Prompt
Retype, without any change, the lines beginning with the one that contains "Here's a bet: you won't be able to pinpoint the stone" and ending with the one that contains "830 485 909 540", both included.

## Start

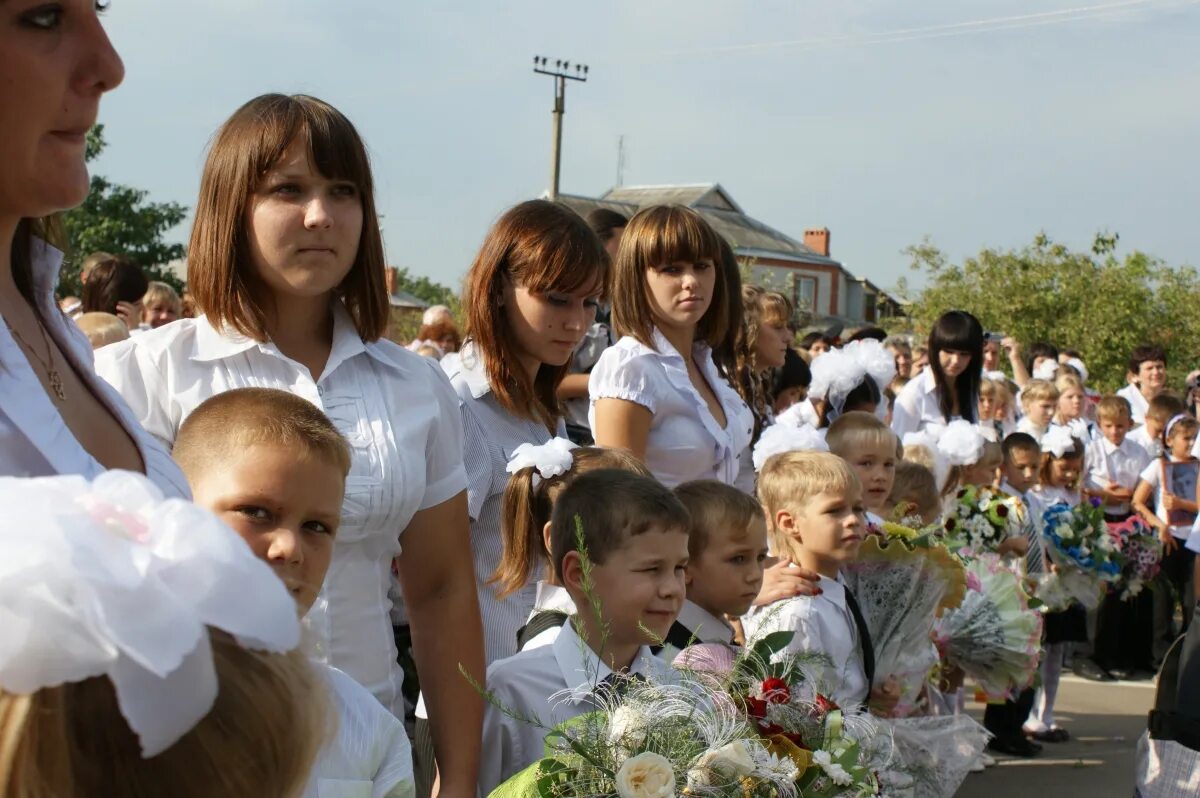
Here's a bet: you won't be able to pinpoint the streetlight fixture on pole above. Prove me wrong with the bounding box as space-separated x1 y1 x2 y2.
533 55 588 202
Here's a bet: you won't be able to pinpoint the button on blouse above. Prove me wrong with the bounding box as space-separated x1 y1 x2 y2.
588 329 754 487
97 302 467 714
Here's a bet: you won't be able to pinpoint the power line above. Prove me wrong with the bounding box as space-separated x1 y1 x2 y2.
662 0 1200 56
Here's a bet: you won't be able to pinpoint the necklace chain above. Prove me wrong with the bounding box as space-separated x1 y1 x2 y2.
8 320 67 402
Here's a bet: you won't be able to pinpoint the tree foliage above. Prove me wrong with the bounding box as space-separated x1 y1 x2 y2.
59 125 187 295
906 234 1200 390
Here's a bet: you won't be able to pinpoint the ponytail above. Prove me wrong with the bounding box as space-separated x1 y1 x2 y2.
487 466 552 599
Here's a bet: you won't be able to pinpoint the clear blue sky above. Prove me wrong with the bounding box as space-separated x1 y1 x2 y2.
96 0 1200 292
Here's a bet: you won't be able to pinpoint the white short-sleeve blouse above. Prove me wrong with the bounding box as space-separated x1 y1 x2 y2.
96 302 467 715
446 342 566 664
0 241 192 499
588 329 754 487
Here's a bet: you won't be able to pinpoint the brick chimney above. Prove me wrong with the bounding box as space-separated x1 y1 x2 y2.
804 227 829 258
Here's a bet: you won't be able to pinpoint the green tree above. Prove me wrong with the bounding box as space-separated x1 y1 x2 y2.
906 234 1200 390
59 125 187 295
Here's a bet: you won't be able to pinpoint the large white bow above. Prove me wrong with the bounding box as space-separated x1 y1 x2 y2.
0 472 300 757
505 438 578 487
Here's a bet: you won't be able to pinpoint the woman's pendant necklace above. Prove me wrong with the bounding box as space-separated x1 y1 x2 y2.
8 322 67 402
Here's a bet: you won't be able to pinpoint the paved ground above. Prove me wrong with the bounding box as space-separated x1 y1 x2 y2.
956 676 1154 798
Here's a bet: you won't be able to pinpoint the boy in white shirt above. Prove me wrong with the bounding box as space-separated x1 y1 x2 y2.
660 480 767 661
744 451 899 713
1117 394 1184 460
1084 396 1153 679
479 469 690 796
1084 396 1151 521
172 388 415 798
1016 379 1058 443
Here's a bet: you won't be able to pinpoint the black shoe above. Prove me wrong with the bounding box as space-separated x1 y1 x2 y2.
1073 659 1115 682
988 737 1042 758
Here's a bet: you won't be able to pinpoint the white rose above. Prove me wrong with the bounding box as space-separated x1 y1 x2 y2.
689 740 754 784
617 751 674 798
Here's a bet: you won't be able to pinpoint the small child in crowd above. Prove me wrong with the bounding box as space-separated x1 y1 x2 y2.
172 388 414 798
883 460 942 527
1050 374 1097 444
491 438 650 650
1117 392 1187 458
1025 430 1087 743
479 469 691 796
664 480 767 661
1016 379 1058 443
826 410 900 533
744 451 899 713
1133 410 1200 653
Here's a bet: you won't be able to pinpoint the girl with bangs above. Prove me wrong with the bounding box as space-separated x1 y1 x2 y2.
588 205 754 487
444 199 608 667
97 95 484 796
892 311 983 439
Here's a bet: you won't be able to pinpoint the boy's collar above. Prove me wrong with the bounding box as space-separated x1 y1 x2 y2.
554 619 665 702
676 600 733 644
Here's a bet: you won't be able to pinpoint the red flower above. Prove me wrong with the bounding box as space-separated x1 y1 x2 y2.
762 677 792 703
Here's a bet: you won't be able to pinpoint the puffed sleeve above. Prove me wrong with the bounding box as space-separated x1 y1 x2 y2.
588 346 666 413
421 358 467 510
96 338 181 451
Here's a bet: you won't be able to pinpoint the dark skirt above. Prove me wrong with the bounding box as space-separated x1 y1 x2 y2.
1045 604 1087 646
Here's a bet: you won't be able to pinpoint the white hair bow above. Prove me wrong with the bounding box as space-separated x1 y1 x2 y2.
0 472 300 757
505 438 578 487
751 424 829 472
937 419 985 466
1042 427 1075 457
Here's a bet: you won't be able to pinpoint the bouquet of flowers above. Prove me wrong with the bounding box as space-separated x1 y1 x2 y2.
490 678 805 798
934 554 1042 698
842 523 966 716
676 631 890 798
1108 516 1163 600
1034 499 1124 611
942 485 1024 558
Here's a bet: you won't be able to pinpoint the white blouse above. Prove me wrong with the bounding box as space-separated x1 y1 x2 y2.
96 302 467 715
588 329 754 487
892 368 960 440
0 241 192 499
304 665 416 798
446 342 566 664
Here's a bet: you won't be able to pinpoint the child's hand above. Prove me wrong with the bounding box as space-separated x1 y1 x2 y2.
866 676 900 718
1158 524 1180 554
754 559 821 607
996 538 1030 557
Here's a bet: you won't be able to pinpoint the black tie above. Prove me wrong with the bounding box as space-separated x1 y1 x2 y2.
846 588 875 692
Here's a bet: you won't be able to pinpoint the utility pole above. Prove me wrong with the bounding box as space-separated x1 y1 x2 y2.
533 55 588 202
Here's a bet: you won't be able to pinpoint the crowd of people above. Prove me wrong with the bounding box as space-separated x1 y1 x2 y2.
0 0 1200 798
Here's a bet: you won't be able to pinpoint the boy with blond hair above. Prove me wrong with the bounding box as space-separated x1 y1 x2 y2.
744 451 898 712
1016 379 1058 444
172 388 414 798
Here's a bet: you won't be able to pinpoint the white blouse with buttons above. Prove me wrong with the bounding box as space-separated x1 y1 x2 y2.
588 329 754 487
0 241 192 498
445 342 566 664
96 302 467 716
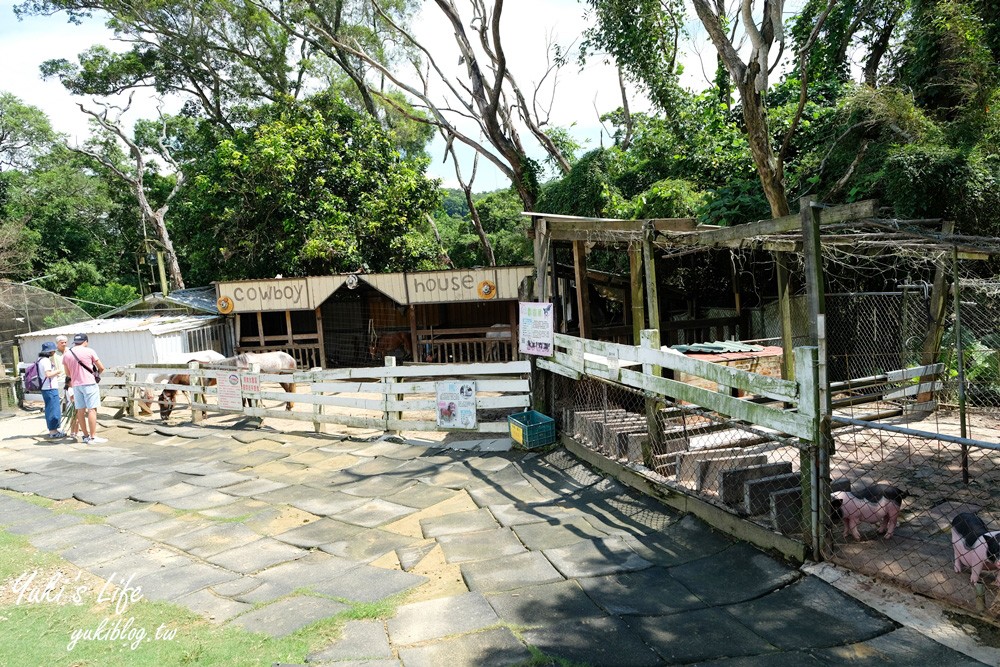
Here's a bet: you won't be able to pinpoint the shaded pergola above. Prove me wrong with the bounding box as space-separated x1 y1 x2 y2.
523 198 1000 378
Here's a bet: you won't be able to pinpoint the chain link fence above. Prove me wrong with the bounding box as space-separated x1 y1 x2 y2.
553 375 808 541
827 265 1000 616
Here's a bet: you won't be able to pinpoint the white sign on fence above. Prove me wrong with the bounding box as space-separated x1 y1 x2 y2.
436 380 476 429
518 302 553 357
240 373 260 392
218 371 243 410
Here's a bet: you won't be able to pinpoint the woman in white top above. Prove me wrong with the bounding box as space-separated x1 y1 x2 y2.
38 341 66 440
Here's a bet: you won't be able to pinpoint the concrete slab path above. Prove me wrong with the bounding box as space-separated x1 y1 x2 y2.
0 415 1000 667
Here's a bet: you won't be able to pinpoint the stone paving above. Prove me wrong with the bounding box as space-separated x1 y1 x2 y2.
0 416 982 667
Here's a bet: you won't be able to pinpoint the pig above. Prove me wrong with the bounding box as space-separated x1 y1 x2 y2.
951 512 1000 584
830 485 909 540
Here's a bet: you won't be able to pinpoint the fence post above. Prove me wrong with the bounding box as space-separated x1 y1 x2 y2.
794 347 830 561
309 373 326 433
126 370 141 417
188 361 205 424
382 357 403 433
639 329 663 470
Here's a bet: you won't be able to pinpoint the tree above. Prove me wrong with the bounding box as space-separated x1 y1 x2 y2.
71 104 184 289
0 92 56 171
270 0 570 210
174 93 438 281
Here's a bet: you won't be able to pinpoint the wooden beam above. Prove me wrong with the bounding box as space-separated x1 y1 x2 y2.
573 241 593 338
657 199 878 247
628 245 646 345
642 224 660 331
774 253 795 380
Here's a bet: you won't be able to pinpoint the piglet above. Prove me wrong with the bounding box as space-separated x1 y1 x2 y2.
951 512 1000 584
830 487 908 540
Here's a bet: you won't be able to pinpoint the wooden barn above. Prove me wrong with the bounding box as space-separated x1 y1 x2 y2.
216 266 533 368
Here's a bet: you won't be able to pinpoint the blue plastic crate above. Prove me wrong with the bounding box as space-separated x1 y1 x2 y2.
507 410 556 449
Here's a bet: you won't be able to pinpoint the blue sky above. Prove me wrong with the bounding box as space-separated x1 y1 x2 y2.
0 0 736 191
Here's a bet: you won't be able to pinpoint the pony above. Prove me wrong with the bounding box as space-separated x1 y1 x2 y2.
368 331 413 359
160 351 298 419
138 350 225 415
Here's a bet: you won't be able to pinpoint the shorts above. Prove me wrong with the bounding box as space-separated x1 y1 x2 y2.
73 384 101 410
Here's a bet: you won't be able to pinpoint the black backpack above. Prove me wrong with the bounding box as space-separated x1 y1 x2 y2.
24 361 45 392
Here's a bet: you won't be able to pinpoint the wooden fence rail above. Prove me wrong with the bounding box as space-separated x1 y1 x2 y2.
107 357 531 433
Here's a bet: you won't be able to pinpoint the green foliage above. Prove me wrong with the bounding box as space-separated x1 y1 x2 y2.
73 282 139 317
436 188 532 268
630 179 706 218
899 0 998 120
698 180 771 227
0 91 56 171
537 148 626 218
174 94 438 283
580 0 685 110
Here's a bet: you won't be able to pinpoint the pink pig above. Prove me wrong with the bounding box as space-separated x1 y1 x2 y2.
830 491 900 540
951 512 1000 584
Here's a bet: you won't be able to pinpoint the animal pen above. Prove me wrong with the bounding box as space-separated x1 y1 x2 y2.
217 267 532 368
526 201 1000 614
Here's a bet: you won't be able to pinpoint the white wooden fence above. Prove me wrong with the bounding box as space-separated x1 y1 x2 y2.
101 357 531 433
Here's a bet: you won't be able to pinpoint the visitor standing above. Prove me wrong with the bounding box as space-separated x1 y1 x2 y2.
36 341 66 440
52 335 80 440
63 334 107 445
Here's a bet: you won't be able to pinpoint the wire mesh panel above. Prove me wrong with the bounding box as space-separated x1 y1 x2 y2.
831 412 1000 615
554 376 809 539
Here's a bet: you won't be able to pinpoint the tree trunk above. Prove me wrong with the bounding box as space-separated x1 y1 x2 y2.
737 75 788 218
150 207 184 289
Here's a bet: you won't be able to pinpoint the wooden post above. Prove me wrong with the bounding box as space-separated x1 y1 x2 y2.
382 357 403 433
774 252 795 380
795 197 833 560
316 306 326 368
573 241 594 339
247 362 264 427
406 303 424 361
127 371 139 417
528 217 558 414
188 361 205 424
309 374 326 433
639 329 663 470
917 220 955 403
794 347 830 561
628 245 646 345
642 221 660 332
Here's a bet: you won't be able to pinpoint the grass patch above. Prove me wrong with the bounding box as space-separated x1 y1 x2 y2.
0 530 396 667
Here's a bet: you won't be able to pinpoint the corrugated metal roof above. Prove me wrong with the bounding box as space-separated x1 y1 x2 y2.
104 285 219 317
19 315 220 338
670 340 764 354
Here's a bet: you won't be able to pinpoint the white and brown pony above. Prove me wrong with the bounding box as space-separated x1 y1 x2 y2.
138 350 226 415
160 351 298 419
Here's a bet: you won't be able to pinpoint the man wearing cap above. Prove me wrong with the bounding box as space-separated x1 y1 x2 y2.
36 341 66 440
63 334 107 445
52 334 80 440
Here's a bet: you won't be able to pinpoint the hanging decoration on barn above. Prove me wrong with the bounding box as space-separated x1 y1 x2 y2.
437 380 476 429
476 280 497 299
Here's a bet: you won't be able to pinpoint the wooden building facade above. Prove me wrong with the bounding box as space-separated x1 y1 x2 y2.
216 267 532 368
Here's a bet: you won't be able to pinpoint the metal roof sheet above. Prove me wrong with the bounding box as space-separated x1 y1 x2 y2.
22 315 220 338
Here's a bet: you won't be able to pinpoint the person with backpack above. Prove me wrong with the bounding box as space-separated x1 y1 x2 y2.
34 341 66 440
63 334 107 445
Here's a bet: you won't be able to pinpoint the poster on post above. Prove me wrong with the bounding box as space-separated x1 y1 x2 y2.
218 371 243 410
437 380 476 429
517 302 553 357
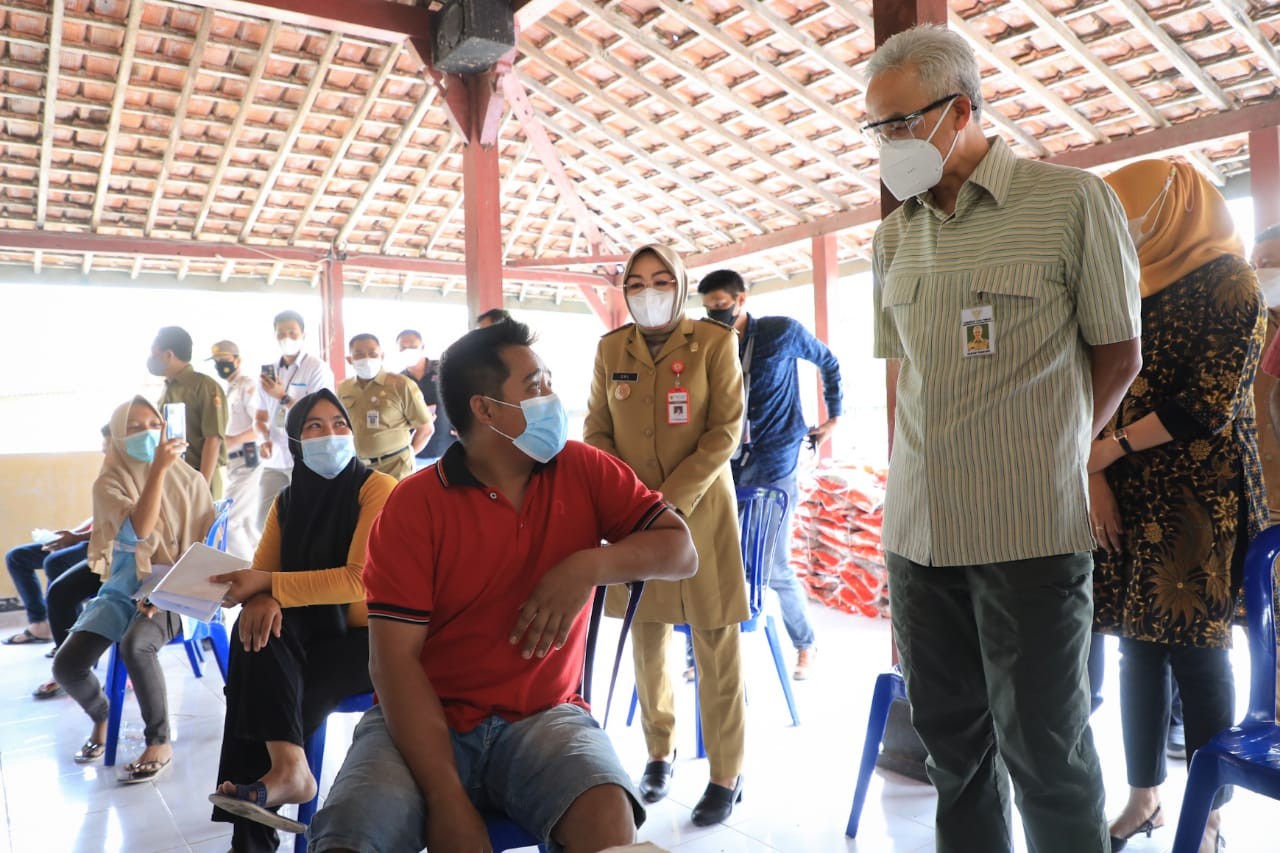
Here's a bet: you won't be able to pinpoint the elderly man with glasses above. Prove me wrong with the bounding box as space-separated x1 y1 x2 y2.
865 27 1140 853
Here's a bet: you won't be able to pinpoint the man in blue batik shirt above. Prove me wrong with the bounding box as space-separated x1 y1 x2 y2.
698 269 841 680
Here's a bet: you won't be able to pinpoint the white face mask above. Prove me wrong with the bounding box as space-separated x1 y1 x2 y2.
351 359 383 379
1258 266 1280 307
627 287 676 329
881 99 960 201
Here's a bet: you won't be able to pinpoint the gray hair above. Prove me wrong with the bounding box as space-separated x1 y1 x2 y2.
867 24 982 110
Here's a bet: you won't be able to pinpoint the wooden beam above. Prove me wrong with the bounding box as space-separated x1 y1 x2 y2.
190 20 280 237
142 9 214 237
90 3 146 231
239 33 342 240
334 83 436 246
36 0 67 229
502 73 604 248
1249 127 1280 233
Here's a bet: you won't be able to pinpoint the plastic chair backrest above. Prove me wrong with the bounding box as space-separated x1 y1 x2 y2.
205 498 236 551
1244 525 1280 724
737 485 787 619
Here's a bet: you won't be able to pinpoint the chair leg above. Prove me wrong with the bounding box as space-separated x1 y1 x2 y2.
845 672 906 838
293 722 326 853
1172 742 1222 853
764 616 800 726
102 644 129 767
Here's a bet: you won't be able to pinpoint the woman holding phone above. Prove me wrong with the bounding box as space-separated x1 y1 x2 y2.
54 397 214 784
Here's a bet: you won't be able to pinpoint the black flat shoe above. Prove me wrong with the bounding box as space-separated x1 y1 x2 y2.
694 774 742 826
1111 806 1160 853
640 756 676 803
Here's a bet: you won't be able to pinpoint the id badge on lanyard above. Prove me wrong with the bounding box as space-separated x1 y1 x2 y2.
667 361 689 427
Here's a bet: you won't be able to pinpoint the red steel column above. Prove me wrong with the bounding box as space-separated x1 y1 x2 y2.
812 234 840 459
320 257 347 382
1249 127 1280 232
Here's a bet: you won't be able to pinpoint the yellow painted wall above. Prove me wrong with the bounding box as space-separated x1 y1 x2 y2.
0 453 102 597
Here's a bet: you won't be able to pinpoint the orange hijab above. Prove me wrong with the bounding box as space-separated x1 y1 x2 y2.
1105 160 1244 298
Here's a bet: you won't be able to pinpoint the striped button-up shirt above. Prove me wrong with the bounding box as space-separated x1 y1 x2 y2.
873 138 1140 566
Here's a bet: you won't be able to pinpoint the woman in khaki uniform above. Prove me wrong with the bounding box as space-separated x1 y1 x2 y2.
584 240 748 826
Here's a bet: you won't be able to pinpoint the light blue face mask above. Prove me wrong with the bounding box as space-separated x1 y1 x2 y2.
124 429 160 462
302 433 356 480
485 394 568 462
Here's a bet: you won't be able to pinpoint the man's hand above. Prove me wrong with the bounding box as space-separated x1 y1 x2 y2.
1089 474 1124 553
809 418 840 448
209 569 271 607
259 374 288 400
239 593 280 652
508 548 599 658
426 789 493 853
41 530 81 553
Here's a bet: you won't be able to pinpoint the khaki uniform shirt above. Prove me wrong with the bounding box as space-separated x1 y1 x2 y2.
582 318 749 629
159 364 227 473
872 138 1140 566
338 370 431 480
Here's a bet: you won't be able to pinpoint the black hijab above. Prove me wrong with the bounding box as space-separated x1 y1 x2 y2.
275 388 372 630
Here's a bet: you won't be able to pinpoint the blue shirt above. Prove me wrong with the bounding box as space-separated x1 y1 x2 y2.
733 315 844 482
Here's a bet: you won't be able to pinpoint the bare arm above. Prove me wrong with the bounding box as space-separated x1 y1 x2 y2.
369 619 489 850
1089 338 1142 435
508 510 698 658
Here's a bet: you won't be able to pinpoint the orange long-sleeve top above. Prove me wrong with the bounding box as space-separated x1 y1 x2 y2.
252 471 396 628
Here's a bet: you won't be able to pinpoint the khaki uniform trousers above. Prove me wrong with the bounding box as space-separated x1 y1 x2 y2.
631 622 746 779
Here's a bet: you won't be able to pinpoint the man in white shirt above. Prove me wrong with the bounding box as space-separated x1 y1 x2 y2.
255 311 333 530
210 341 262 560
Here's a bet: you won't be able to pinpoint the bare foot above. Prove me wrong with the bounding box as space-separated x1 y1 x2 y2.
218 765 316 808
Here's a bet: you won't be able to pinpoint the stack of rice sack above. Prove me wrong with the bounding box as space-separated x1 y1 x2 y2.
791 462 888 616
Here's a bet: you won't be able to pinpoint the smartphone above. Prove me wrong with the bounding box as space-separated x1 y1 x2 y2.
164 403 187 441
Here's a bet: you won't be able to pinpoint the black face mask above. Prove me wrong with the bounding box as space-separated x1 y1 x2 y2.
707 305 737 325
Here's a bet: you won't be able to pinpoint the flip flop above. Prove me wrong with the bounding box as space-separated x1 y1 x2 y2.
209 779 307 835
72 739 106 765
119 757 173 785
4 628 54 646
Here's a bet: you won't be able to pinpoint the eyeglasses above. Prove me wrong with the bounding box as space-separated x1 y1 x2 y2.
622 278 676 296
863 92 961 149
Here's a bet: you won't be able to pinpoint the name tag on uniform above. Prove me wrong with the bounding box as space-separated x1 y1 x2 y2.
667 388 689 427
960 305 996 359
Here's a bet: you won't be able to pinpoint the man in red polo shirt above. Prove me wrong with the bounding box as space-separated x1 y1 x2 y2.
310 323 698 853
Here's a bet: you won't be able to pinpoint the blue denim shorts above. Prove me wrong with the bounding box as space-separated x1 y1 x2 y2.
307 704 645 853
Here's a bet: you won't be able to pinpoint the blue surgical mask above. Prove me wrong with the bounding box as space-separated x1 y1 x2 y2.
124 429 160 462
485 394 568 462
302 433 356 480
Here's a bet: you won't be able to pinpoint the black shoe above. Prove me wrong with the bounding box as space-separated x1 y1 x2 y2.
694 774 742 826
640 756 676 803
1111 806 1160 853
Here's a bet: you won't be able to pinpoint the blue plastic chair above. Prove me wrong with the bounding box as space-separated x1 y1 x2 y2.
102 498 234 767
1174 525 1280 853
845 667 906 838
627 485 800 758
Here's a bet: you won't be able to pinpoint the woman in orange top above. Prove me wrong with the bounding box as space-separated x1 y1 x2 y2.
209 391 396 853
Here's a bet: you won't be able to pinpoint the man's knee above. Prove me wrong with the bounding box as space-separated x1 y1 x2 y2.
552 785 636 849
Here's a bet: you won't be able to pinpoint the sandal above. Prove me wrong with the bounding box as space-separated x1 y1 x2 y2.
72 738 106 765
31 681 63 699
4 628 54 646
209 779 307 835
119 757 173 785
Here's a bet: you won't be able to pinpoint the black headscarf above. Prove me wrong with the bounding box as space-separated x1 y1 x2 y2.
275 389 372 631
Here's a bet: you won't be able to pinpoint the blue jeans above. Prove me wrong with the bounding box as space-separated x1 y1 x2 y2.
4 542 88 624
733 461 814 651
307 704 645 853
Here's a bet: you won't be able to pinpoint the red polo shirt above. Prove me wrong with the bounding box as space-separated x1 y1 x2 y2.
365 442 666 731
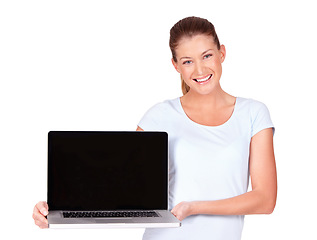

## End

Complete answer
Here's a bet: you won't be able to pinpoint the stone paving above. Prove me wrong with the bounding box as space-separated x1 y1 x2 y2.
0 416 982 667
Here's a bet: you won't be able to pinpoint the pig above. Prove me wrong with the bounding box as space-separated x1 y1 x2 y2.
951 512 1000 584
830 485 909 540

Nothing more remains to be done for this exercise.